▶ [SUPPLIED TEXT]
The Thunder Bay Health Sciences Foundation is trying to make patient life better one grant at a time.
On Wednesday the Thunder Bay Regional Health Sciences Centre’s fundraising arm handed out $65,000 in Family Care grants to 43 projects. The money will be used to purchase equipment suggested by staff to enhance patient experiences.
Physiotherapist Angelo Melchiorre said his department is using its grant to purchase a mobile ergometer, an upper-body exercise machine that can be wheeled to someone’s bedside.
“Rather than having the patient come down to (our) department, patients that were unable at one time to access that therapy, we can now bring it to them. Patients who can’t get out of bed, patients who are on ventilators or isolated for cautions, we can now do cardiovascular training for them,” Melchiorre said.
“It’ll prevent functional decline, improve their physical fitness and in the end, ultimately, reduce their hospital stay. That’s the whole goal.”
The grant program began in 2009, when the foundation handed out $30,000. Two years later it had grown to $60,000.
This year staff applied for 73 grants totalling $157,000.

▶ [SUPPLIED ENTRIES]
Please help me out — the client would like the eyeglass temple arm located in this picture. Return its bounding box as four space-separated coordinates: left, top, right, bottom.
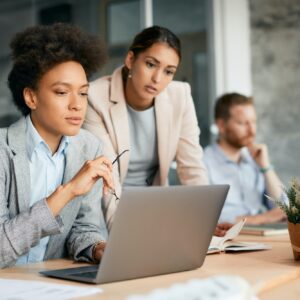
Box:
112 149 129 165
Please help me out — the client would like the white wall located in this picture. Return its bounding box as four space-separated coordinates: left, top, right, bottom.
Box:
--
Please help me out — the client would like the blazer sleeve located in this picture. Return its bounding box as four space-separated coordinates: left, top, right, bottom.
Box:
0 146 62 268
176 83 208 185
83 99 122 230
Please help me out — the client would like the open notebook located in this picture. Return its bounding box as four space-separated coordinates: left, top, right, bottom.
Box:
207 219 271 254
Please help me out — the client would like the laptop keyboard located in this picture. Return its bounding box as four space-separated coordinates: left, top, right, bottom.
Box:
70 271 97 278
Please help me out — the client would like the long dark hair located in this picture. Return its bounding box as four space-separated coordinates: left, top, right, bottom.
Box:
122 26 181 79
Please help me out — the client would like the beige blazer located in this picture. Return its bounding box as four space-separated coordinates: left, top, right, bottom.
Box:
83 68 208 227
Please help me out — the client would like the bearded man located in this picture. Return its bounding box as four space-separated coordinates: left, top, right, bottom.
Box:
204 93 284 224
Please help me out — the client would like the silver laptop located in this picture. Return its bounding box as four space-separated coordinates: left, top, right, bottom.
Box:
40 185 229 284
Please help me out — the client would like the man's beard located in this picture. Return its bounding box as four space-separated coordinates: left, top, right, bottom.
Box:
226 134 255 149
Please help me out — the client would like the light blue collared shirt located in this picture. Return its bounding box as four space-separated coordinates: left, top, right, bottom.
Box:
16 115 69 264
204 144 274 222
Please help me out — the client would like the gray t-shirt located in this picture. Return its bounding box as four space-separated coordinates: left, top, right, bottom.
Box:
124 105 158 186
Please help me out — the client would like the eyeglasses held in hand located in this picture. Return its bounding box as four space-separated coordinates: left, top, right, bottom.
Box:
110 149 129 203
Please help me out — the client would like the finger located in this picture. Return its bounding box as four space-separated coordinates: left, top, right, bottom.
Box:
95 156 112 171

▶ [TASKS TO CARRY OUT]
(a) Reproduce the hospital grants article between "Physiotherapist Angelo Melchiorre" and "grants totalling $157,000.", inclusive, changing "mobile ergometer" to "portable ergometer".
(b) Write the next part of the article on the Thunder Bay hospital grants, picking up after its last sentence.
The items have nothing to do with the hospital grants article.

▶ [PER-TASK ANSWERS]
(a)
Physiotherapist Angelo Melchiorre said his department is using its grant to purchase a portable ergometer, an upper-body exercise machine that can be wheeled to someone’s bedside.
“Rather than having the patient come down to (our) department, patients that were unable at one time to access that therapy, we can now bring it to them. Patients who can’t get out of bed, patients who are on ventilators or isolated for cautions, we can now do cardiovascular training for them,” Melchiorre said.
“It’ll prevent functional decline, improve their physical fitness and in the end, ultimately, reduce their hospital stay. That’s the whole goal.”
The grant program began in 2009, when the foundation handed out $30,000. Two years later it had grown to $60,000.
This year staff applied for 73 grants totalling $157,000.

(b)
The 2013 grants will cover a wide variety of equipment, including bedside safety mats for at-risk patients, specialized wheelchairs for stroke and brain-injured patients, a TV, DVD player and gaming system in the adult mental-health ward and consent forms translated into Oji-Cree, Cree and Ojibway.
Foundation president Glenn Craig said it’s money well spent in his mind and improves morale for everyone at the hospital.
“I think it really empowers those people who are day in, day out working with our patients when they have an idea. ‘Hey, wouldn’t it be a great idea if we had this. Wouldn’t it be great if we could do that,’” Craig said.
“It gives them an outlet to actually have those wants and dreams fulfilled. It’s a little bit after Christmas, but it sort of feels like Christmas today for about 40-some staff members.”
It wasn’t easy making the final decision.
A lot of the projects pull at people’s heart strings, Craig said, adding it’s even tougher with previous recipients on the decision-making committee.
“It’s very easy to say yes and it’s very hard to say to say no,” Craig said.